Exercise:
List each thalamic nucleus that the figure legends below name as a site of nanobead injection.

Source document:
Glutamatergic neurons in the substantia nigra send projections to the nRT and the PTh, but not the VPL. A, Schematic showing the conditional viral expression and the injection site in a vGluT2-Cre mouse. B–F, Successive sections showing the YFP labeling in the SN and thalamus, with the first panel corresponding to plate 13. Coordinates indicate steps, in micrometers, toward the midline. G–J, High-power images of the labeling observed in the SN and in different thalamic regions.

Figure 4.

Retrograde labeling of SN neurons following nanobead injection into thalamic nuclei. A, Schematic showing the injection of nanobeads into the thalamus of a vGluT2-Cre::tdTomato mouse. B, The injections were performed in vGluT2-Cre::tdTomato mice in which vGluT2-positive neurons are labeled in red. Distinct regions exhibiting differential vGluT2 density are readily identified. C, High-power image in the SN in which neurons that express vGluT2 are red (left), retrogradely labeled neurons show characteristic punctate green fluorescence (middle), and the merged image shows that, following this injection into the PTh, one non-glutamatergic and two glutamatergic neurons were labeled. D, Shows an experiment in which beads were injected into the VPL, with the injection site shown as a Z-stack determined from 17 sections (left, green). Twenty-one sections were used to determine the location of bead-labeled neurons in the SN, with the outline of the SN shown for all of the sections, and bead-labeled neurons were color coded, with red indicating vGluT2-positive neurons and blue indicating vGluT2-negative neurons. E, Example of retrograde labeling following bead injection into the nRT. F, Example of retrograde labeling following bead injection in the PTh.

Figure 5.

Many of the vGluT2-positive neurons in the SN that project to the nRT and the PTh are dopaminergic. A, Fluorescence in a vGluT2-tdTomato mouse. B, An antibody to TH (purple) was used to identify dopaminergic neurons in the same preparation as in A. C, Fluorescence is shown for a GAD67-GFP::vGluT2-TdTomato mouse stained with a TH antibody. On the right, cells are circled and indicated by arrows (bottom right): vGluT2-positive/TH-negative (red arrows), vGluT2-postitive/TH-positive (purple arrows), and vGluT2-negative/TH-positive (white arrows). D–F, Experiments were performed in which fluorescent nanobeads were injected into the thalamus of vGluT2::tdTomato mice stained with a TH antibody. High-power images of two cells labeled with fluorescent nanobeads reveal a vGluT2-positive/TH-negative cell (D) and a vGluT2-positive/TH-positive cell (E). F, The location and properties of neurons labeled following thalamic injections is shown.

Source material:
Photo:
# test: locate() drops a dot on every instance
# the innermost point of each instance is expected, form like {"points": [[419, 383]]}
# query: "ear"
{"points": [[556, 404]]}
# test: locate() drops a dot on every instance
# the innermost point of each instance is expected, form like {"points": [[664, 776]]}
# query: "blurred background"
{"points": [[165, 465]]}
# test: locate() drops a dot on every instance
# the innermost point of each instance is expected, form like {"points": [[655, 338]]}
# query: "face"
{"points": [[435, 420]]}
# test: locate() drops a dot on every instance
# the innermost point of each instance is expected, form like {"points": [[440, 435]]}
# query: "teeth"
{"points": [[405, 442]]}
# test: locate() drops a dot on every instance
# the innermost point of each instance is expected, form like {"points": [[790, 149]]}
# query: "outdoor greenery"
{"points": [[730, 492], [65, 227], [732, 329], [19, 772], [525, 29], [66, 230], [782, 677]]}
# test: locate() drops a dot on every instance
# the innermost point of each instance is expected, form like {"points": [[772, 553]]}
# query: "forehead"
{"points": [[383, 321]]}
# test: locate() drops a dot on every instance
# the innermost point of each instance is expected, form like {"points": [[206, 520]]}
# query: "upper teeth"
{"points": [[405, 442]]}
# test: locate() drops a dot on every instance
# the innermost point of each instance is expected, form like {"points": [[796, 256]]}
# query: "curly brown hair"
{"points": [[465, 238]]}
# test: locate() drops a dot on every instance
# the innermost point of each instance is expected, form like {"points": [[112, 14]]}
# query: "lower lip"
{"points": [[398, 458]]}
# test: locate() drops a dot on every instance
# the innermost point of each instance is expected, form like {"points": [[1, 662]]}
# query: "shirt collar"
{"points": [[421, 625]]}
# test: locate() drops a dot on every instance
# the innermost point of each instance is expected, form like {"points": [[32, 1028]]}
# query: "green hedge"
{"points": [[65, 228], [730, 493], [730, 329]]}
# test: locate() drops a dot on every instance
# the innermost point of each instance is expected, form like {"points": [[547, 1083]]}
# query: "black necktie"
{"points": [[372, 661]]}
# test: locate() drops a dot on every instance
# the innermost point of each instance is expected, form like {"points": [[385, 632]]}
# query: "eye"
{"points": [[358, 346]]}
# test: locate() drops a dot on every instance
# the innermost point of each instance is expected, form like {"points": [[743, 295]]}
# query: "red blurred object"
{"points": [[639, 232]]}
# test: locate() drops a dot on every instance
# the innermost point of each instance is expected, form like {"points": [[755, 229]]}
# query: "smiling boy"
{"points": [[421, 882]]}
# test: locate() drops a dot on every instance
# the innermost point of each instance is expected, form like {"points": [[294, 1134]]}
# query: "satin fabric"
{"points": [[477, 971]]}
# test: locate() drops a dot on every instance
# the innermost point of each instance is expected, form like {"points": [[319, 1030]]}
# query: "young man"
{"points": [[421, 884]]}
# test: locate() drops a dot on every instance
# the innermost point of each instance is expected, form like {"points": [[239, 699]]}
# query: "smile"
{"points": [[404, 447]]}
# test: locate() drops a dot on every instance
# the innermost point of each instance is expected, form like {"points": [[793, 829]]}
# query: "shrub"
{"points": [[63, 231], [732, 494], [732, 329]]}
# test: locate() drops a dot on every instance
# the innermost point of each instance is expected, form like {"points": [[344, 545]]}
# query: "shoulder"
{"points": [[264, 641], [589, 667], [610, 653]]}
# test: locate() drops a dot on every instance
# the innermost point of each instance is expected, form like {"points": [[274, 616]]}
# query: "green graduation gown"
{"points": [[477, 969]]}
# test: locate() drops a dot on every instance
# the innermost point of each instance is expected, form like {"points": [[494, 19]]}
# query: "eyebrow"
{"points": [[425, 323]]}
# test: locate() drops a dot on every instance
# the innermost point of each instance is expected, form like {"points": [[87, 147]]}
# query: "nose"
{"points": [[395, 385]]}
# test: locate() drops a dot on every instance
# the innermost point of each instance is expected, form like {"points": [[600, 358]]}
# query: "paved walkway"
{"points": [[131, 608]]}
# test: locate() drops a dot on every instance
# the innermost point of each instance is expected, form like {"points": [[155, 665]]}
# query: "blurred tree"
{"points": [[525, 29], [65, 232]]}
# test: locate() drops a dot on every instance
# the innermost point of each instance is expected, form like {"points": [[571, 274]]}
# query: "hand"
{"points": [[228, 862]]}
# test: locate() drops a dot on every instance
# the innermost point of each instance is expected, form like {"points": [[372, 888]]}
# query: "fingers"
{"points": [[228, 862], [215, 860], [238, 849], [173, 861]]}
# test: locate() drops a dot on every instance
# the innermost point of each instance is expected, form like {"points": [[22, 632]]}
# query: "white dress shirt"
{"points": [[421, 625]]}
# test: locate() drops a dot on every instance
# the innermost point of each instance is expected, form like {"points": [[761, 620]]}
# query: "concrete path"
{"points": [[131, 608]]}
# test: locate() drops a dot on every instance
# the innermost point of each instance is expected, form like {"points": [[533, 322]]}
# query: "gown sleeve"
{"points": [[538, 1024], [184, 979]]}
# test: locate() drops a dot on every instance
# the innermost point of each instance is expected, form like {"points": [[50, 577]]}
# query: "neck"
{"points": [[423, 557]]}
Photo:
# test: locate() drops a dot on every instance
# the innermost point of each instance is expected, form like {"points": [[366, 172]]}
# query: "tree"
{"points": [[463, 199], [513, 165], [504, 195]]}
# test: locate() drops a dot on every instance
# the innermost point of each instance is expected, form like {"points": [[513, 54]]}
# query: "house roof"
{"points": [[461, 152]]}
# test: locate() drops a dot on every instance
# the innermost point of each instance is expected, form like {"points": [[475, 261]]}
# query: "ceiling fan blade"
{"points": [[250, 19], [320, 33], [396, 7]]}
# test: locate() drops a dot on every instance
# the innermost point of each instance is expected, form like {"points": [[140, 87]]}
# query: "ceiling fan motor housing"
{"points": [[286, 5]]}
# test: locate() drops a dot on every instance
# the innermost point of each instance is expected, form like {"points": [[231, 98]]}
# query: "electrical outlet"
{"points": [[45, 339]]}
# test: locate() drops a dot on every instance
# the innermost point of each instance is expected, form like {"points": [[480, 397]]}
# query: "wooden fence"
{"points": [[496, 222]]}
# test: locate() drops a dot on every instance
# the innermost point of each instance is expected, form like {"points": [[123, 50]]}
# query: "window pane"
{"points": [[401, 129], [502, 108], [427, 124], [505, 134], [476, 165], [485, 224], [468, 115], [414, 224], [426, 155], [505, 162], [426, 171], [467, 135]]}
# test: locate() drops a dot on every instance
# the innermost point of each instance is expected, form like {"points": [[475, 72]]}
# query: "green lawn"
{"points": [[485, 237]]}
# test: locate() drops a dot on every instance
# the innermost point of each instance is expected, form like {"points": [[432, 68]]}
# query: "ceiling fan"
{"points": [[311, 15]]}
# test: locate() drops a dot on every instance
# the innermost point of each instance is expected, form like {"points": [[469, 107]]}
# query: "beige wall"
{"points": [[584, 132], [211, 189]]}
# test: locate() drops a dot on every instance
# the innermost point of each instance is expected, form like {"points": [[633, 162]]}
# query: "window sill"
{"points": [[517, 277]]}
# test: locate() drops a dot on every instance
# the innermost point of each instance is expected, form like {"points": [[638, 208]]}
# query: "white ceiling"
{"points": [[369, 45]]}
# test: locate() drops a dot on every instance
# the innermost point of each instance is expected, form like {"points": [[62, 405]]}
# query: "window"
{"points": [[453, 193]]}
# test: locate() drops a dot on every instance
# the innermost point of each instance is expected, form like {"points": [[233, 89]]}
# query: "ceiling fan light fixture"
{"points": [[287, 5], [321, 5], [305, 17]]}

Result of this exercise:
PTh, VPL, nRT